* **Provided text**
——————————
[ 
https://issues.apache.org/jira/browse/YARN-5501?page=com.atlassian.jira.plugin.system.issuetabpanels:comment-tabpanel&focusedCommentId=15858926#comment-15858926
 ] 

Hitesh Sharma commented on YARN-5501:
-------------------------------------

[~jlowe], thanks for the great feedback and time taken to respond.

Some more details on how attach and detach container actually work.

PoolManager creates the pre-initialized containers and they are not different 
from regular containers in any real way. When ContainerManager receives a 
startContainer request then it issues a DETACH_CONTAINER event. The detach 
really exists to ensure that we can cleanup the state associated with the 
pre-init container but avoid cleaning up the resources localized. 
ContainerManager listens for CONTAINER_DETACHED event and once it receives that 
then it creates the ContainerImpl for the requested container, but passes the 
information related to the detached container as the ContainerImpl c'tor. The 
ContainerManager also follows through the regular code paths of starting the 
container, which means that resource localization happens for the new 
container, and when it comes to raising the launch event then the ContainerImpl 
instead raises the ATTACH_CONTAINER event. This allows the ContainersLauncher 
to call the attachContainer on the executor, which is where we make the choice 
of launching the other processes required for that container. I hope this helps 
clarify things a little bit more.

bq. I'm thinking of a use-case where the container is a base set that applies 
to all instances of an app framework, but each app may need a few extra things 
localized to do an app-specific thing (think UDFs for Hive/Pig, etc.). Curious 
if that is planned and how to deal with the lifecycle of those "extra" per-app 
things.

Yes, the base set of things applies to all instances of the app framework. But 
localization is still done for each instance so you can for e.g. download a set 
of binaries via pre-initialization but more job specific things can come later.

bq. So it sounds like there is a new container ID generated in the 
application's container namespace as part of the "allocation" to fill the app's 
request, but this container ID is aliased to an already existing container ID 
in another application's namespace, not only at the container executor level 
but all the way up to the container ID seen at the app level, correct?

The application gets a container ID from YARN RM and uses that for all 
purposes. On the NM we internally switch to use the pre-init container ID as 
the PID. For e.g. pre-init container had the ID container1234 while the AM 
requested container had the ID containerABCD. Even though we reuse the existing 
pre-init container1234 to service the start container request on the NM we 
never surface container1234 to the application and the app always sees 
containerABCD.

bq. One idea is to treat these things like the page cache in Linux. In other 
words, we keep a cache of idle containers as apps run them. These containers, 
like page cache entries, will be quickly discarded if they are unused and we 
need to make room for other containers. We're simply caching successful 
containers that have been run on the cluster, ready to run another task just 
like it. Apps would still need to make some tweaks to their container code so 
it talks the yet-to-be-detailed-and-mysterious attach/detach protocol so they 
can participate in this automatic container cache, and there would need to be 
changes in how containers are requested so the RM can properly match a request 
to an existing container (something that already has to be done for any reuse 
approach). Seems like it would adapt well to shifting loads on the cluster and 
doesn't require a premeditated, static config by users to get their app load to 
benefit. Has something like that been considered?

That is a very interesting idea. If the app can provide some hints as to when 
it is good to consider a container pre-initialized then when the container 
finishes we can carry out the required operations to go back to the pre-init 
state. Thanks for bringing this up.
——————————
* **Data provided**

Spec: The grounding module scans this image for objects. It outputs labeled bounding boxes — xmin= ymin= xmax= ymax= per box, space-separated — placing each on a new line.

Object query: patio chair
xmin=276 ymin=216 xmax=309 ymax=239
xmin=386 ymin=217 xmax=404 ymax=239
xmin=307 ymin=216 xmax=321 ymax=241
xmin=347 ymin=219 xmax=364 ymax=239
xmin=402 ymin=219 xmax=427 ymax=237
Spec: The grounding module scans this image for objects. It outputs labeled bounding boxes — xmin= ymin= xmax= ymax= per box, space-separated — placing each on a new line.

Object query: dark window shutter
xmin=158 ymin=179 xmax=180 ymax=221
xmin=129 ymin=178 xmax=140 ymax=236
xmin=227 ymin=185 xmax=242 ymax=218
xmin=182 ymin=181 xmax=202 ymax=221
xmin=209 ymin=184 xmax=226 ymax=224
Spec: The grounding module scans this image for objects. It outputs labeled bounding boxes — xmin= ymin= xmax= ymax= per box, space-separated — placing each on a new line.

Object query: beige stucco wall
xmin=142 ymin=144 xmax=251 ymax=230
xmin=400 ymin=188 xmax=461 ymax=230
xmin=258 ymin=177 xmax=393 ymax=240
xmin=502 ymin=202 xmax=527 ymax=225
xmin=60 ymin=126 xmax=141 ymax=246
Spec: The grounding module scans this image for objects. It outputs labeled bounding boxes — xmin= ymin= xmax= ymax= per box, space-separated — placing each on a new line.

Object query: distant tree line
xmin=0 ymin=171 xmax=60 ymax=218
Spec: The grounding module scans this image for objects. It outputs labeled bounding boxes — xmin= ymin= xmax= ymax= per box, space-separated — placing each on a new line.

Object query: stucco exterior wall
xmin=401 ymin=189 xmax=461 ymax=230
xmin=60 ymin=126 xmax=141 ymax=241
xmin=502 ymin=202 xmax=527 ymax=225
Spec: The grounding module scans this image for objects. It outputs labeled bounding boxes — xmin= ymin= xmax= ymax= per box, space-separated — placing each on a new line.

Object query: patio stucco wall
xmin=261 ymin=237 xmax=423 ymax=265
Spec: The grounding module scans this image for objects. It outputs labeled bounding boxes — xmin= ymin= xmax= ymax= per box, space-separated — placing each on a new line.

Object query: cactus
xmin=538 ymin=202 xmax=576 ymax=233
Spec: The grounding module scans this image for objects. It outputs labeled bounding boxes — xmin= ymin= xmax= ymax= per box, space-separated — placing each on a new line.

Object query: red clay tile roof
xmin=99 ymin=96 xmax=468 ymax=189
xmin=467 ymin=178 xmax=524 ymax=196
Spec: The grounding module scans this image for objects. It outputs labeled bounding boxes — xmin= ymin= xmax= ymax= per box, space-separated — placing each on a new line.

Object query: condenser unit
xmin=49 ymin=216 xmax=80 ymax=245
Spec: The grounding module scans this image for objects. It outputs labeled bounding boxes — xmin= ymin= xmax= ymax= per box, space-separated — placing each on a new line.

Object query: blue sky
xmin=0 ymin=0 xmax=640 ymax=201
——————————
* **Directives**
1. Please give the comment on pre-initialized YARN containers again with "binaries" changed to "libraries", beginning at the words "Yes, the base" and stopping after "can come later.".
2. Carry on the comment about pre-initialized YARN containers from its last sentence.
The lines above aren't needed for this.

* **Per-task outputs**
1.
Yes, the base set of things applies to all instances of the app framework. But 
localization is still done for each instance so you can for e.g. download a set 
of libraries via pre-initialization but more job specific things can come later.

2.
bq. I think that's going to be challenging for the apps in practice and will 
limit which apps can leverage this feature reliably. This is going to be 
challenging for containers runniing VMs whose memory limits need to be setup at 
startup (e.g.: JVMs). Minimally I think this feature needs a way for apps to 
specify that they do not have a way to communicate (or at least act upon) 
memory changes. In those cases YARN will have to decide on tradeoffs like a 
primed-but-oversized container that will run fast but waste grid resources and 
also avoid reusing a container that needs to grow to satisfy the app 
request.

Hmm..let me look at the code and see how container resizing works today. What 
you are saying makes sense, but in that case container resizing won't work as 
well. For our scenarios resource constraints are enforced via job objects or 
cgroups so things are ok.

bq. Also the container is already talking this yet-to-be-detailed attach/detach 
protocol, so I would expect any memory change request to also arrive via that 
communication channel. Why isn't that the case?

I gave some details of how attach/detach works and it is not really a protocol 
but state machine changes to ensure we update the YARN machinery accordingly.

bq. Making sure we don't mix users is the most basic step, but there's still 
the issue of credentials. There needs to be a way to convey app-specific 
credentials to these containers and make sure they don't leak between apps. The 
security design should be addressed sooner rather than later, because it's 
going to be difficult to patch it in after the fact.

I agree we need to do more thinking here. Let me get back on this.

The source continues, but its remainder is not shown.